===== ENTRIES PROVIDED

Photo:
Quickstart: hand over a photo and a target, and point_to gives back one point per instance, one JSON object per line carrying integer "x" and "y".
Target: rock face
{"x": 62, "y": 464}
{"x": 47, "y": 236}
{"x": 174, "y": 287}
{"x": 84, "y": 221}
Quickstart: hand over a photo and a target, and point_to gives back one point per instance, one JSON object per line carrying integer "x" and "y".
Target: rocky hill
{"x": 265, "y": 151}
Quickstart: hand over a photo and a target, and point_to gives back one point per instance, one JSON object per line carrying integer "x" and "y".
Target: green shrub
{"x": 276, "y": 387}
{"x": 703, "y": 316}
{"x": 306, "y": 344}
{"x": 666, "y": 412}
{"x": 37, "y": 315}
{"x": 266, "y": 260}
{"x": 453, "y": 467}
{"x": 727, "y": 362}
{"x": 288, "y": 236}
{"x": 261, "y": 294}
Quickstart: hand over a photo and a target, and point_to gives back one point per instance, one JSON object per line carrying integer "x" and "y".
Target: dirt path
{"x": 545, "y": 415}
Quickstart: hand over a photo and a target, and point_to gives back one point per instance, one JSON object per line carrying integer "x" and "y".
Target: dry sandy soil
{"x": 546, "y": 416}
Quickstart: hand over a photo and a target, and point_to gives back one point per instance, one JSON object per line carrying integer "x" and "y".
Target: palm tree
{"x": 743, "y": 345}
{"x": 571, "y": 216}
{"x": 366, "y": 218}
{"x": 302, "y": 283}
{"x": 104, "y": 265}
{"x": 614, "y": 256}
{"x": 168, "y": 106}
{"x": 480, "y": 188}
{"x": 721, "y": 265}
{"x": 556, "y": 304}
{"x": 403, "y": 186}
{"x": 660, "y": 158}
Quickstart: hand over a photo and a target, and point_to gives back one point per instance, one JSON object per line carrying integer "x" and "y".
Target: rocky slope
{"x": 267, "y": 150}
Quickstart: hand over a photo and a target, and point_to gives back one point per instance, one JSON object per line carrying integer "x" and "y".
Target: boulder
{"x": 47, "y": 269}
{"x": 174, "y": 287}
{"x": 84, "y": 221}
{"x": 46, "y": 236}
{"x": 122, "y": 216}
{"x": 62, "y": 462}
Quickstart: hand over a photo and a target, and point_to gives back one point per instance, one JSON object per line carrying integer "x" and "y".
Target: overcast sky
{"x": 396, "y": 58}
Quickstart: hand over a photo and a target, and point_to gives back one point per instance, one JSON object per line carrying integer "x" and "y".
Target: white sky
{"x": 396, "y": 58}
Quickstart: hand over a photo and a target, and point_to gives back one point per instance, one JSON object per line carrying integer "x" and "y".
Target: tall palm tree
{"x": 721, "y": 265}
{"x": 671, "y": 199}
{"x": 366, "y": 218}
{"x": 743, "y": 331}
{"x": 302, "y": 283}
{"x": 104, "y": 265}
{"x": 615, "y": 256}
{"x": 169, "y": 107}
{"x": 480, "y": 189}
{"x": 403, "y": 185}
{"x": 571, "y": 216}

==========

> _WHAT YOU HAVE TO DO_
Output every line above without altering anything.

> _EXPECTED ANSWER_
Photo:
Quickstart: hand over a photo and a target, and point_to gives back one point per instance, one JSON object per line carrying integer "x" and "y".
Target: rock face
{"x": 62, "y": 464}
{"x": 47, "y": 236}
{"x": 174, "y": 287}
{"x": 84, "y": 221}
Quickstart: hand over a photo and a target, and point_to gives back one point per instance, one JSON object per line carrying integer "x" and "y".
Target: rocky hill
{"x": 265, "y": 151}
Quickstart: hand over a photo and a target, and point_to gives back one point per instance, one JSON object per line carrying integer "x" and "y".
Target: green shrub
{"x": 276, "y": 387}
{"x": 703, "y": 316}
{"x": 306, "y": 344}
{"x": 666, "y": 412}
{"x": 37, "y": 315}
{"x": 266, "y": 260}
{"x": 453, "y": 467}
{"x": 727, "y": 362}
{"x": 288, "y": 236}
{"x": 261, "y": 294}
Quickstart: hand over a photo and a target, and point_to gives back one point per instance, one JSON object per line carrying integer "x" and "y".
Target: dirt path
{"x": 545, "y": 415}
Quickstart: hand over a photo and a target, and point_to gives back one point per instance, one JSON object per line carrying integer "x" and "y".
Target: dry sandy soil
{"x": 546, "y": 416}
Quickstart: hand over a photo and a target, and point_to gives back one point per instance, one JSON object per line carrying integer "x" and "y".
Target: palm tree
{"x": 743, "y": 345}
{"x": 571, "y": 216}
{"x": 366, "y": 218}
{"x": 302, "y": 283}
{"x": 104, "y": 265}
{"x": 614, "y": 256}
{"x": 168, "y": 106}
{"x": 480, "y": 188}
{"x": 721, "y": 265}
{"x": 556, "y": 304}
{"x": 403, "y": 186}
{"x": 660, "y": 158}
Quickstart: hand over a photo and a target, and point_to gives back one point per instance, one JSON object per line carrying integer "x" and "y".
Target: rocky slope
{"x": 267, "y": 150}
Quickstart: hand over a photo and a target, and point_to gives back one point per instance, one JSON object per line carrying integer "x" and "y".
Target: boulder
{"x": 47, "y": 269}
{"x": 174, "y": 287}
{"x": 84, "y": 221}
{"x": 46, "y": 236}
{"x": 122, "y": 216}
{"x": 62, "y": 462}
Quickstart: hand over a photo and a target, and point_to gives back one point per instance, one JSON object per line carrying integer "x" and "y".
Target: overcast sky
{"x": 396, "y": 58}
Quickstart: hand over a photo and a target, and point_to gives back one point per instance, one JSON object per line carrying integer "x" and "y".
Target: white sky
{"x": 396, "y": 58}
Quickstart: hand over a photo and a target, and point_to gives back one point per instance, one JSON object per line carrying integer "x" and "y".
Target: tall palm tree
{"x": 721, "y": 265}
{"x": 671, "y": 199}
{"x": 366, "y": 218}
{"x": 743, "y": 331}
{"x": 302, "y": 283}
{"x": 104, "y": 265}
{"x": 615, "y": 256}
{"x": 169, "y": 107}
{"x": 480, "y": 189}
{"x": 403, "y": 185}
{"x": 571, "y": 216}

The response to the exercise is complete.